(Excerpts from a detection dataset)
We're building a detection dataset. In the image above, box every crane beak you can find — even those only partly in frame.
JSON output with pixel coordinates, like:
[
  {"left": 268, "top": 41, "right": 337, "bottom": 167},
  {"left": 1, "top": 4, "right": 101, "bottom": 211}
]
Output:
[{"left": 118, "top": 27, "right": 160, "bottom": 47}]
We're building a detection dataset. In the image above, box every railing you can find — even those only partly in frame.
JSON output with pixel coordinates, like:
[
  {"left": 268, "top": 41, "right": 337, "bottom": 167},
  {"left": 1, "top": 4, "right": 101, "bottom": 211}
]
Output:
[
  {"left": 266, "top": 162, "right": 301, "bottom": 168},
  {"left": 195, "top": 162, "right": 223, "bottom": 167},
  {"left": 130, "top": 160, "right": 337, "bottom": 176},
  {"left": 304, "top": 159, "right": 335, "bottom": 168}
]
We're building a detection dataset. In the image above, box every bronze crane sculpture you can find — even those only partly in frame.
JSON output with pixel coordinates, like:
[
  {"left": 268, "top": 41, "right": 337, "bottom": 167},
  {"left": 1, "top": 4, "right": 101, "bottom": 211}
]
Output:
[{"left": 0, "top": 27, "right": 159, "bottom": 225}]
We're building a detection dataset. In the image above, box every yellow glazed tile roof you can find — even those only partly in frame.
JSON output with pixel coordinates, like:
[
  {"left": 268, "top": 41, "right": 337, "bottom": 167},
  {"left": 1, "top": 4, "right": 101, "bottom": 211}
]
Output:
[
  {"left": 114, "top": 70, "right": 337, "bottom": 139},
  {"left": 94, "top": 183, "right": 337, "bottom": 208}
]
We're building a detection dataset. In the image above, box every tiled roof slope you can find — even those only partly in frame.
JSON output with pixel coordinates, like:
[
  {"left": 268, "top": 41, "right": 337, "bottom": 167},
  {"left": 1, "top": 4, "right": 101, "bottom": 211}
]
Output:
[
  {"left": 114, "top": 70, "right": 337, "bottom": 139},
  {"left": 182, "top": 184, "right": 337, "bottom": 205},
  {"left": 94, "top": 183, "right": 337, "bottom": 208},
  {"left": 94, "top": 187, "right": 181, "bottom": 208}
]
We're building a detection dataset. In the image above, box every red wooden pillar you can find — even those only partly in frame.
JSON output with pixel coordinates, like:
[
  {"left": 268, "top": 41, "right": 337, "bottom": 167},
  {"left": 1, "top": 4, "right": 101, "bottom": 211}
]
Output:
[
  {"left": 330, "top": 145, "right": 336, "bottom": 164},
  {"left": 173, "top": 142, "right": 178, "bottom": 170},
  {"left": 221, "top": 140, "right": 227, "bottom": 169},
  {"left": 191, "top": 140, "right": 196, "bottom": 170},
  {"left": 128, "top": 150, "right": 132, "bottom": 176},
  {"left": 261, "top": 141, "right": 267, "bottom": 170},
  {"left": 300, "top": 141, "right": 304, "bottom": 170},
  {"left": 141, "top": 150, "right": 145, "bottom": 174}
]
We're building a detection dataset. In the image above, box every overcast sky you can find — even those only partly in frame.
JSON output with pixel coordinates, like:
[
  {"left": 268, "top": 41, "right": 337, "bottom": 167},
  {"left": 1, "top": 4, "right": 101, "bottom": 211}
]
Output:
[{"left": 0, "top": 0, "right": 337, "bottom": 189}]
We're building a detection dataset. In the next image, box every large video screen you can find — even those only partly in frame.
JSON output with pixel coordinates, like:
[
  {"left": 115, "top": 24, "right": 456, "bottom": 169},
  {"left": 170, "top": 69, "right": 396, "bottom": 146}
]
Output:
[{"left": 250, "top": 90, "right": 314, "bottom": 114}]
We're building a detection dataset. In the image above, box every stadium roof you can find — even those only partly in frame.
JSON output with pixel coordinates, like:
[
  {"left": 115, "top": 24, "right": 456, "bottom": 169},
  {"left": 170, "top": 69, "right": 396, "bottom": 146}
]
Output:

**Objective**
Rewrite as a numbered list the lines from the one containing "box every stadium" through the end of the entries, leaving out blank lines.

**Problem solution**
1. We're building a detection dataset. In the image above, box every stadium roof you can find — even those only partly in frame.
2. JSON output with pixel coordinates, like:
3. [
4.   {"left": 115, "top": 24, "right": 456, "bottom": 169},
5.   {"left": 170, "top": 69, "right": 396, "bottom": 146}
6. ]
7. Output:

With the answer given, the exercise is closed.